## DATA EXTRACTS
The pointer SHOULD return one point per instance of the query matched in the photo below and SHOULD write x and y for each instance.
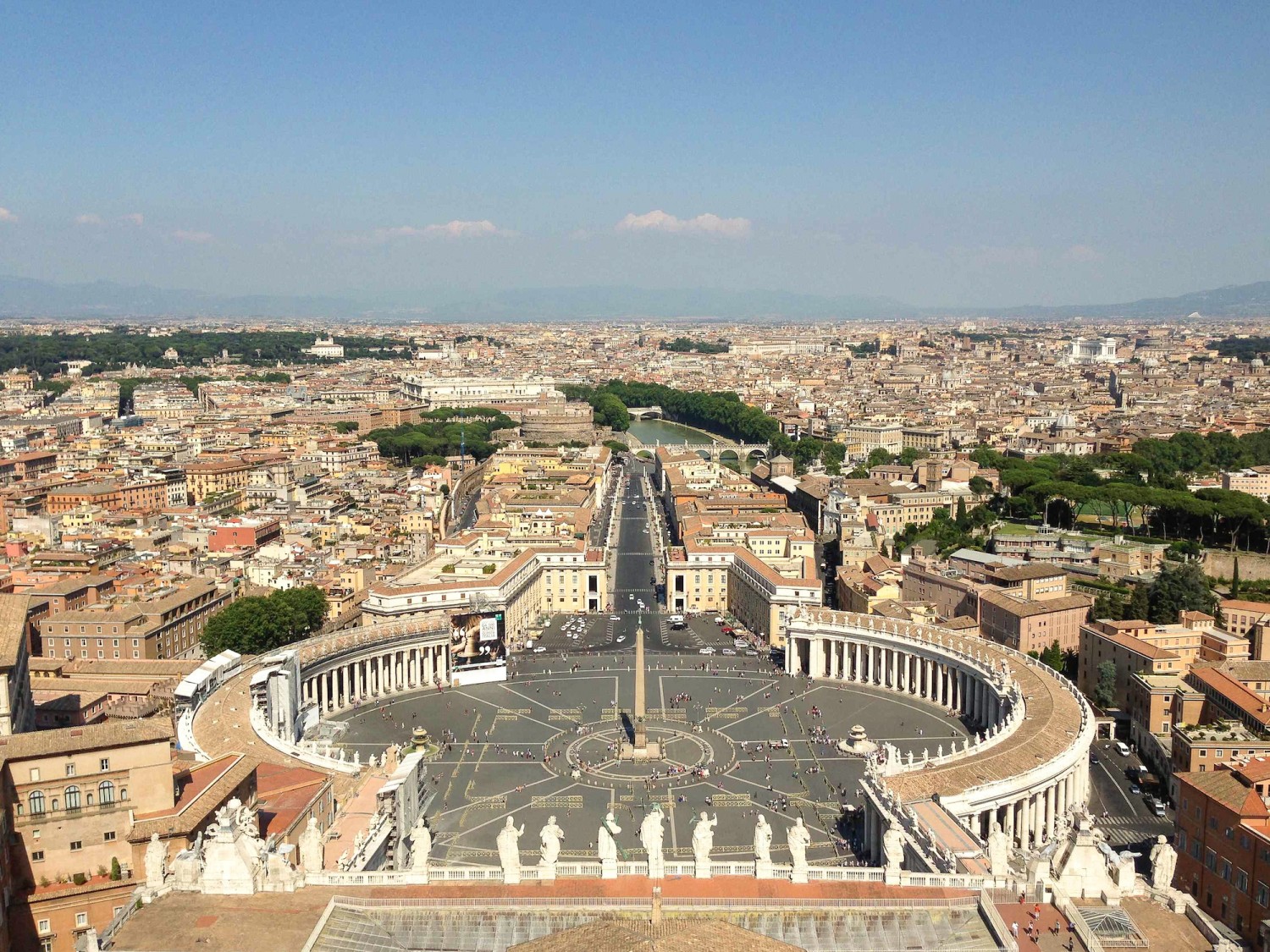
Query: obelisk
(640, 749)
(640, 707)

---

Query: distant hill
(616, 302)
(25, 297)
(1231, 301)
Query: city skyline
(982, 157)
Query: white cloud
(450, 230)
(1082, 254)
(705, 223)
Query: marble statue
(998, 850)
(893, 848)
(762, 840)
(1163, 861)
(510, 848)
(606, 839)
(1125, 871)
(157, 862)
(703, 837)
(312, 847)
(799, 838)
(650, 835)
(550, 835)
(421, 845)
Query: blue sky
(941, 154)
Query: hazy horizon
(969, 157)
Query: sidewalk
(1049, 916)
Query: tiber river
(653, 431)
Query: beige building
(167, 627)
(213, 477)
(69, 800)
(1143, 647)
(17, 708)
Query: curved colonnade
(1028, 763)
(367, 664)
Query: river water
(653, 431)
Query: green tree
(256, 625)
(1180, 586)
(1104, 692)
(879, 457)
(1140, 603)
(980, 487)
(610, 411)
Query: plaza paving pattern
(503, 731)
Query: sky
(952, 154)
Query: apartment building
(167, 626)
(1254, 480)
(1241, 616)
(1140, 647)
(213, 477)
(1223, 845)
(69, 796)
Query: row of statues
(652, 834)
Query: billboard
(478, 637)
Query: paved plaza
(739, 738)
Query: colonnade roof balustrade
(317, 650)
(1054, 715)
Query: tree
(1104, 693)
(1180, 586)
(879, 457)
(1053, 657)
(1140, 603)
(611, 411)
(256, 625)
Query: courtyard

## WORK TO COMPLETE
Print again the lines of the entries above that fall between the line holding "Query: colonnade roof balustrade" and the line holding "Query: courtyard", inclusive, exactly as they stand.

## SOLUTION TO THIS TASK
Query: colonnade roof balustrade
(317, 650)
(1054, 715)
Query: tree
(1104, 693)
(1180, 586)
(879, 457)
(1053, 657)
(1140, 603)
(611, 411)
(256, 625)
Query: courtyard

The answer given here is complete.